[Stored items]
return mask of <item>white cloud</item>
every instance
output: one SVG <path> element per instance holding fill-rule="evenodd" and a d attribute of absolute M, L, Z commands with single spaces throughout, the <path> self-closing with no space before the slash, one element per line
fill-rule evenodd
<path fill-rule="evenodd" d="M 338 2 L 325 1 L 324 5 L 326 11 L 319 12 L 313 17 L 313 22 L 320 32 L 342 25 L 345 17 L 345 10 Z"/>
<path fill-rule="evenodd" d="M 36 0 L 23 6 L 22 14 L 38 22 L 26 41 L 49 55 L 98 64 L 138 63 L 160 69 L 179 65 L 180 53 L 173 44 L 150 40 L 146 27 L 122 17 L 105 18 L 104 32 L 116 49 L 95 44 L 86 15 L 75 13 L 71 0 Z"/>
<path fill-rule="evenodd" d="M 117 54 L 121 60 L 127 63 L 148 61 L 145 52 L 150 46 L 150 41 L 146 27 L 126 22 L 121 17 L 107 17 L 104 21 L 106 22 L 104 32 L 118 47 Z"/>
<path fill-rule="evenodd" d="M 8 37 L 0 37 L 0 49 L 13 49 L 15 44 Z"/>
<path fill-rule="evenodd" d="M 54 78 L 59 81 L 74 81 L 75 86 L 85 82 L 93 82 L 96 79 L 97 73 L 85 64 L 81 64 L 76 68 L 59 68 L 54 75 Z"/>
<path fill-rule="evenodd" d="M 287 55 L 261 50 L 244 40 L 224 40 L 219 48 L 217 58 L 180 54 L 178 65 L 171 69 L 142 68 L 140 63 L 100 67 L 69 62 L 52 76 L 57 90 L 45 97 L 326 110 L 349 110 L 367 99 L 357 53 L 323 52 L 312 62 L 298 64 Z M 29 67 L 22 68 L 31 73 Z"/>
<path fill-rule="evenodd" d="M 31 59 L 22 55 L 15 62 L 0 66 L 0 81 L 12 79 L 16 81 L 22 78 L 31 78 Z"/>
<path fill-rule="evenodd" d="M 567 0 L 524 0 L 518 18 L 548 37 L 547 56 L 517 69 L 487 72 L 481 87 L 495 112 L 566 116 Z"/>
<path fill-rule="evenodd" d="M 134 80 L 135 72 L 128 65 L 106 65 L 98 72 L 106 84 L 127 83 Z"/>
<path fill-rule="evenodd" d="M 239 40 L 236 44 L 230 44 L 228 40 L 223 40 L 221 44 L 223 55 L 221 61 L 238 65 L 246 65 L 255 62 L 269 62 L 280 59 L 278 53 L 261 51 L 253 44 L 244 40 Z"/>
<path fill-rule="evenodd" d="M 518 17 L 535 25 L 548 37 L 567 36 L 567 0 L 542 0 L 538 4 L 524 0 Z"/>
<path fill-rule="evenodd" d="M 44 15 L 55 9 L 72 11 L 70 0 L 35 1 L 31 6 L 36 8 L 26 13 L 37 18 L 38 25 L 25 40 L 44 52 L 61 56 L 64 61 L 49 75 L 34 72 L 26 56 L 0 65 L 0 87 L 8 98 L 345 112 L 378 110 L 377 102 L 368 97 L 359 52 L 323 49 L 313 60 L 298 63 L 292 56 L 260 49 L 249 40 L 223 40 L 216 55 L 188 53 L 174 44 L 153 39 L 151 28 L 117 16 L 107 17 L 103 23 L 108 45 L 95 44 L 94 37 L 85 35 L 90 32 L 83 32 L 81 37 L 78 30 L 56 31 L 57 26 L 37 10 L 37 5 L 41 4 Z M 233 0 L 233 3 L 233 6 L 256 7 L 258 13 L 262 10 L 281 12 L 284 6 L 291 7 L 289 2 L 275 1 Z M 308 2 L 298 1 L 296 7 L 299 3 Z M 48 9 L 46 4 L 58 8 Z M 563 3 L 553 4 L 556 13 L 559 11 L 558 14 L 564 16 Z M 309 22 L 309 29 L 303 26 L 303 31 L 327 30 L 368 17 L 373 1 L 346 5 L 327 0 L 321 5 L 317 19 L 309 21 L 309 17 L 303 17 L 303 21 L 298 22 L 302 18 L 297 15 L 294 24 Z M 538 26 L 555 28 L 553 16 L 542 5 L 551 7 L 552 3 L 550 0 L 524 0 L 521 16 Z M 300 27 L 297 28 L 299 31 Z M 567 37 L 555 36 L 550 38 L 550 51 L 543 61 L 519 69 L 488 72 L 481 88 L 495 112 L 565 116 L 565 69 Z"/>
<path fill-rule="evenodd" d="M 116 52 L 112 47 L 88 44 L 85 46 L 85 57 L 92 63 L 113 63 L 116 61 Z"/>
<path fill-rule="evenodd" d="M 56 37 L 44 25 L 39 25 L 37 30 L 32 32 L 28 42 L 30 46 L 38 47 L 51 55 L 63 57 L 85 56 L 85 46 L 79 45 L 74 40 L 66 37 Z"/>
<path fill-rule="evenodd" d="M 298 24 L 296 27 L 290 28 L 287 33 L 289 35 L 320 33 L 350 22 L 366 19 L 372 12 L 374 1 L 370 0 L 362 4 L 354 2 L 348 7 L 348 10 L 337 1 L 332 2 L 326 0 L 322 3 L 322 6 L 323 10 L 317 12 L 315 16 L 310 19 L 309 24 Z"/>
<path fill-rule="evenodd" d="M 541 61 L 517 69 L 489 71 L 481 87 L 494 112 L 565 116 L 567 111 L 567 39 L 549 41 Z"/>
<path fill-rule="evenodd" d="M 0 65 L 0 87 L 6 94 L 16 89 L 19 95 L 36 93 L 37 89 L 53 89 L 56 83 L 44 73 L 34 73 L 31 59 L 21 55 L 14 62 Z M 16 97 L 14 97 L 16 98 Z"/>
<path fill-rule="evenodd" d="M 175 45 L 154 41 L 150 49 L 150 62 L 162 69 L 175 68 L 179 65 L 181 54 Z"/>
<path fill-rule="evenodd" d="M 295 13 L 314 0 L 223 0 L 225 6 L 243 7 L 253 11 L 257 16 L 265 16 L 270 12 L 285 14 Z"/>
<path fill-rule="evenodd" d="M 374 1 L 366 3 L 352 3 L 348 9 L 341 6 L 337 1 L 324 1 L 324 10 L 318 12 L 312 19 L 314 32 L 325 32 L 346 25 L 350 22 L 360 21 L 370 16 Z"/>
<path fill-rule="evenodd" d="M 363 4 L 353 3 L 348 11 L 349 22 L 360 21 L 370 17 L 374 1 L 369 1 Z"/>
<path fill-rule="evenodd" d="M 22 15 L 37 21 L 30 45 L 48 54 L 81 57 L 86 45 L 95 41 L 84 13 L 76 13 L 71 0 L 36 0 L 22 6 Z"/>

• Try it: Beginning with the very first line of the records above, please retype each line through the one that has "output: one SVG", and add nothing.

• Answer to the problem:
return mask of <item>white cloud</item>
every instance
output: one SVG <path> element per instance holding fill-rule="evenodd" and a d attribute of absolute M, L, Z commands with single spaces throughout, the <path> self-closing with no space before the slash, one element per line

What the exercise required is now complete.